Copy out exactly each line from the line with "of the cardboard" through the last line of the material below.

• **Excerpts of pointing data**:
********************

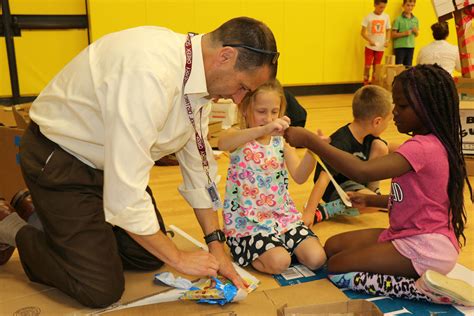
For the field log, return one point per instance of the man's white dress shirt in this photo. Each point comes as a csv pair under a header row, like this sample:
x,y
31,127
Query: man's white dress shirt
x,y
118,106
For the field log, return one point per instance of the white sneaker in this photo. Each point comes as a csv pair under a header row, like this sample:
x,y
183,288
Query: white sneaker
x,y
444,290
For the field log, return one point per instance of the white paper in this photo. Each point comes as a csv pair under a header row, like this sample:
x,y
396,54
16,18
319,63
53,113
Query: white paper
x,y
342,194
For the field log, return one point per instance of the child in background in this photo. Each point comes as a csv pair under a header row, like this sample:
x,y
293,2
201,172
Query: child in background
x,y
440,51
372,111
404,30
261,223
426,204
376,31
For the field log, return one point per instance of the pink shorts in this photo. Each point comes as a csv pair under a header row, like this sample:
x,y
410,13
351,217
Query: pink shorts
x,y
372,57
428,251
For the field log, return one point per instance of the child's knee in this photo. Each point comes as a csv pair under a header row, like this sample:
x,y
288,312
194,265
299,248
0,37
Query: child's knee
x,y
274,263
331,247
313,260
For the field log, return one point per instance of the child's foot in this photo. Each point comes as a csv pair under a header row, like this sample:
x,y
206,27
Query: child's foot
x,y
444,290
337,207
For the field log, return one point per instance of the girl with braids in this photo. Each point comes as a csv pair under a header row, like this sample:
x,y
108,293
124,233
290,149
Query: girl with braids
x,y
426,210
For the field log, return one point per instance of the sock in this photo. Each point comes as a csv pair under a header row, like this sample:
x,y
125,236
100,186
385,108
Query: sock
x,y
380,285
9,227
343,280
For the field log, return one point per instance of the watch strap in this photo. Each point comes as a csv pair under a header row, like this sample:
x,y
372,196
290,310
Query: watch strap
x,y
215,235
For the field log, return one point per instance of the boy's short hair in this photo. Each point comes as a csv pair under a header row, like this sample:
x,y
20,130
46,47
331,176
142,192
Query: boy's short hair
x,y
440,30
370,102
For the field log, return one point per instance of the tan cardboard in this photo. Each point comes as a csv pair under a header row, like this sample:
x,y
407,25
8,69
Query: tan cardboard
x,y
464,85
11,179
26,296
469,160
354,307
6,116
466,113
21,115
266,302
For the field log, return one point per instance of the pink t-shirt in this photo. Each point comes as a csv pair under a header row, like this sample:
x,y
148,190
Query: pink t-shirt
x,y
419,202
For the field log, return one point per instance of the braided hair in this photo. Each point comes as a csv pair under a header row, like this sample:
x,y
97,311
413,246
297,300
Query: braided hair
x,y
432,94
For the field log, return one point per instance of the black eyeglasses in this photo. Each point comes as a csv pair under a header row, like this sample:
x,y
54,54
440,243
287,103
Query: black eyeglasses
x,y
257,50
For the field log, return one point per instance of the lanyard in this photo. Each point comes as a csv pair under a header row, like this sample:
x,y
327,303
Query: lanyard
x,y
199,139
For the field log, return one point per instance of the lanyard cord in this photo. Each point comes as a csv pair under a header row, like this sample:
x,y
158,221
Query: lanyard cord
x,y
199,139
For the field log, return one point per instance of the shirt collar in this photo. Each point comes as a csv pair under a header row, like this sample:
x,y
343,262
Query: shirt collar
x,y
196,84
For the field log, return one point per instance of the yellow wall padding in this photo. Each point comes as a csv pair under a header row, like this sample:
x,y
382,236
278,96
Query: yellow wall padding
x,y
319,40
40,54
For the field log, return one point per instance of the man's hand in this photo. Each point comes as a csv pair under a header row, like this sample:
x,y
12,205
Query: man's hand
x,y
200,263
321,135
358,200
226,268
296,136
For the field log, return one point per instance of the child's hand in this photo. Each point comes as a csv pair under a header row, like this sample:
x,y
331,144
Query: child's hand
x,y
323,137
278,126
308,218
358,199
296,136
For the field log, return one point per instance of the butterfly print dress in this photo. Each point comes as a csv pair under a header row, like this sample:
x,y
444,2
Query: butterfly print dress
x,y
257,199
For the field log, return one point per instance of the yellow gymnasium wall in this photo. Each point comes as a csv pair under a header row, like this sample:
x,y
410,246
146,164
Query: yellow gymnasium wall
x,y
319,40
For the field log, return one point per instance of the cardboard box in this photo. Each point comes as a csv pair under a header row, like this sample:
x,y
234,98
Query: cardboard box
x,y
225,111
15,119
384,75
465,34
466,113
6,116
354,307
464,85
11,179
469,160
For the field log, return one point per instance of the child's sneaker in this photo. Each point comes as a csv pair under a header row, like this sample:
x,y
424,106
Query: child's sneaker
x,y
445,290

********************

• **Task solution**:
For the field log, return one point per instance of the cardboard box in this photo. Each point comes as a csv pair under a header row, like this sample:
x,y
234,98
Query: cardboard box
x,y
225,111
15,119
384,75
465,34
466,113
6,116
354,307
464,85
11,179
469,160
For the field log, return one point per instance of the child's sneaker in this photo. Each point comes as a csv pair under a header row, like this sample:
x,y
424,106
Query: child's sneaker
x,y
445,290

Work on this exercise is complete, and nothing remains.